ФРАГМЕНТ СТРАНИЦЫ

━━━━━━━━━━━━━━━━━━━━━━━━━━━━━━

Чему учат сейчас, мне судить сложно, тем не менее, с точки зрения инженерной подготовки, на мой взгляд, уровень образования по-прежнему сравнительно высок. Не могу сказать, снизился он или вырос, но, как минимум, он приемлем. А в области бизнеса, к сожалению, серьезной подготовки я не вижу: люди, которые получают начальное бизнес-образование, не готовы к тому, чтобы работать в бизнесе.
— Как Вы оцениваете МВА в качестве второго образования?
— МВА как второе образование рассчитано на людей, которые уже видят свою карьеру как руководителей: человека, который планирует свою жизнь как исполнитель, не нужно такое избыточное образование. А руководителям МВА позволяет общаться с коллегами на одном языке, — ничего экстраординарного или ненужного в этом нет. То есть, это — способ дать человеку какие-то базовые навыки в его профессии. Бизнес-образование — не гарантия того, что он будет успешным менеджером. Но оно и не говорит о том, что он полный раздолбай и пытается только получить корочку.
— А если генеральные директора получают МВА?

━━━━━━━━━━━━━━━━━━━━━━━━━━━━━━

ДАННЫЕ
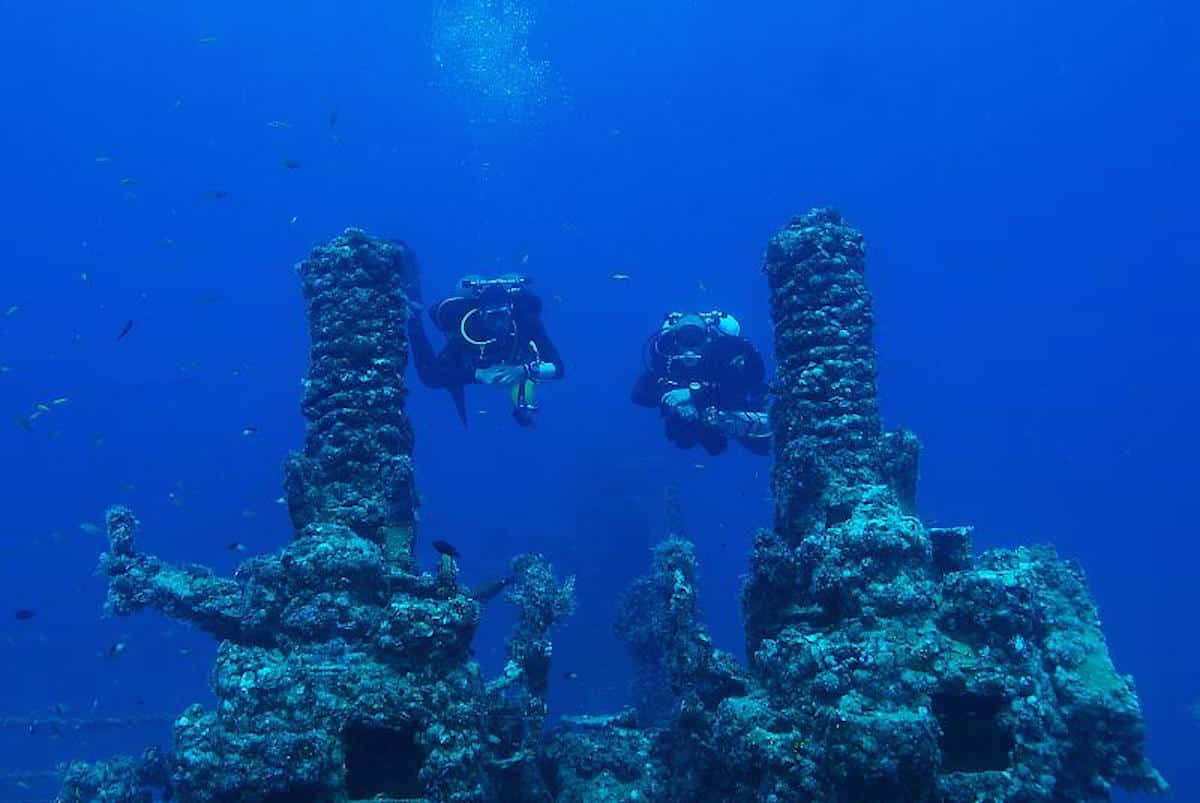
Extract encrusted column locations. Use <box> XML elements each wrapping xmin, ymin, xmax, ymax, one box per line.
<box><xmin>284</xmin><ymin>229</ymin><xmax>416</xmax><ymax>565</ymax></box>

━━━━━━━━━━━━━━━━━━━━━━━━━━━━━━

ЗАДАНИЕ 1
Переведите на английский язык предложение из фрагмента страницы: «А руководителям МВА позволяет общаться с коллегами на одном языке, — ничего экстраординарного или ненужного в этом нет».
ЗАДАНИЕ 2
Ответьте по фрагменту страницы на вопросы:
(а) Каким назван уровень образования с точки зрения инженерной подготовки?
(б) К чему не готовы люди, получающие начальное бизнес-образование?
(в) На каких людей рассчитано МВА как второе образование?
ЗАДАНИЕ 3
Выведите без изменений часть фрагмента страницы, которая начинается словами «Чему учат сейчас, мне» и заканчивается словами «работать в бизнесе.».
Материал никак не связан с фрагментом страницы.

ПИСЬМЕННЫЙ ОТВЕТ 1
For managers, an MBA makes it possible to speak the same language as their colleagues; there is nothing extraordinary or unnecessary about that.

ПИСЬМЕННЫЙ ОТВЕТ 2
(а) По-прежнему сравнительно высоким, как минимум приемлемым.
(б) К тому, чтобы работать в бизнесе.
(в) На людей, которые уже видят свою карьеру как руководителей.

ПИСЬМЕННЫЙ ОТВЕТ 3
Чему учат сейчас, мне судить сложно, тем не менее, с точки зрения инженерной подготовки, на мой взгляд, уровень образования по-прежнему сравнительно высок. Не могу сказать, снизился он или вырос, но, как минимум, он приемлем. А в области бизнеса, к сожалению, серьезной подготовки я не вижу: люди, которые получают начальное бизнес-образование, не готовы к тому, чтобы работать в бизнесе.